### Stored items
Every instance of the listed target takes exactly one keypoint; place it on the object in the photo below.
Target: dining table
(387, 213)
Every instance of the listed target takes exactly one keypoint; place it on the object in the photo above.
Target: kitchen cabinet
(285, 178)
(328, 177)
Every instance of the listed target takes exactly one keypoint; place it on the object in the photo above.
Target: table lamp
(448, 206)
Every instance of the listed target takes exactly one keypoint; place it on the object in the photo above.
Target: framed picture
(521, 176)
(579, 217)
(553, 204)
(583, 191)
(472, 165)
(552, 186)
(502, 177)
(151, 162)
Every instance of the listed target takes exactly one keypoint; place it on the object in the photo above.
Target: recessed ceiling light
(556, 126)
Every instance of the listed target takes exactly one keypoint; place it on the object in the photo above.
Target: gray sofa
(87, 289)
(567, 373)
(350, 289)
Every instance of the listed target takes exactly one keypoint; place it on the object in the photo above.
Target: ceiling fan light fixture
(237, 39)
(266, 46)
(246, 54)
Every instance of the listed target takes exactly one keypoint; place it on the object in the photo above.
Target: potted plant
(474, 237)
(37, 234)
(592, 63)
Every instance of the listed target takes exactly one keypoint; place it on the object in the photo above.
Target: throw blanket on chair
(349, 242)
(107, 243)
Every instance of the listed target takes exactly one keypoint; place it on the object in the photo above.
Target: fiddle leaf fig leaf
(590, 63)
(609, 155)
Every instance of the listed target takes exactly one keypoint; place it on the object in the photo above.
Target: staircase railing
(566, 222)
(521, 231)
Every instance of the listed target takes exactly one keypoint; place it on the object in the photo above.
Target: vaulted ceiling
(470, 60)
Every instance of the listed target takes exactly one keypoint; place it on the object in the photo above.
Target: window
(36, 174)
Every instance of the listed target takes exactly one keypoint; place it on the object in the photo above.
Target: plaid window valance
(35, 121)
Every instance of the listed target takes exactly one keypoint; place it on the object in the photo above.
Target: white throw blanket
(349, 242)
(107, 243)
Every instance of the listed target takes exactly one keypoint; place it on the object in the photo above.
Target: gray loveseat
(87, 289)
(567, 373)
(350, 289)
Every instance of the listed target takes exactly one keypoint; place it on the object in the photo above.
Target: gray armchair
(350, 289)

### What to produce
Print the data above exactly.

### Final answer
Every instance of the listed target takes exactly one keypoint; place it on the object in the photo below.
Target: dining table
(387, 213)
Every instance of the listed target takes exactly one keypoint; place it on the object in the photo above.
Target: kitchen cabinet
(285, 178)
(328, 177)
Every instance of the listed target takes exactly one keypoint; place it on the object in the photo above.
Target: table lamp
(448, 206)
Every instance of the listed target takes exactly one keypoint; place it on the object in the photo above.
Target: framed picture
(521, 176)
(579, 217)
(553, 204)
(583, 191)
(472, 165)
(552, 186)
(502, 177)
(151, 162)
Every instance of the listed target takes exactly one keypoint; place it on the object in the photo above.
Target: recessed ceiling light
(556, 126)
Every instance of the listed target takes exactly one keypoint; place it on the object in the photo above.
Target: gray sofa
(87, 289)
(567, 373)
(350, 289)
Every instance of the listed target takes exactly one keypoint; place it on the object in the photo above.
Target: ceiling fan light fixture
(237, 39)
(266, 46)
(246, 54)
Every instance of the listed target takes exactly one keypoint; place it on the object in the photo above.
Target: potted plant
(474, 237)
(37, 234)
(592, 63)
Every instance of the listed target takes exactly one keypoint; place it on the object in the photo above.
Target: throw blanket on chair
(349, 242)
(107, 243)
Every instance of the listed target takes exactly one keypoint; place it on the object in the photo above.
Target: fiddle leaf fig leaf
(590, 63)
(609, 155)
Every instance of the listed target takes exactly one keypoint; place it on the object in the photo above.
Target: staircase railing
(566, 222)
(521, 231)
Every instance of the listed target takes exactly one keypoint; place it on the object in the photo above.
Target: vaulted ceiling
(470, 60)
Every instance of the listed target takes exactly one keypoint; place it on the object in the photo above.
Target: window
(36, 174)
Every instance of the listed target takes exactly one keypoint; place it on the object in the photo above.
Target: plaid window valance
(35, 121)
Every instance of the listed target takes exactly one keypoint; place it on the object in the photo above.
Target: white throw blanket
(349, 242)
(107, 243)
Every instance of the listed target takes exactly one keypoint; place it on the object in the photo above.
Target: gray loveseat
(87, 289)
(567, 373)
(350, 289)
Every instance of the listed target takes exactly one keypoint; place it on the object in the photo above.
Target: gray armchair
(350, 289)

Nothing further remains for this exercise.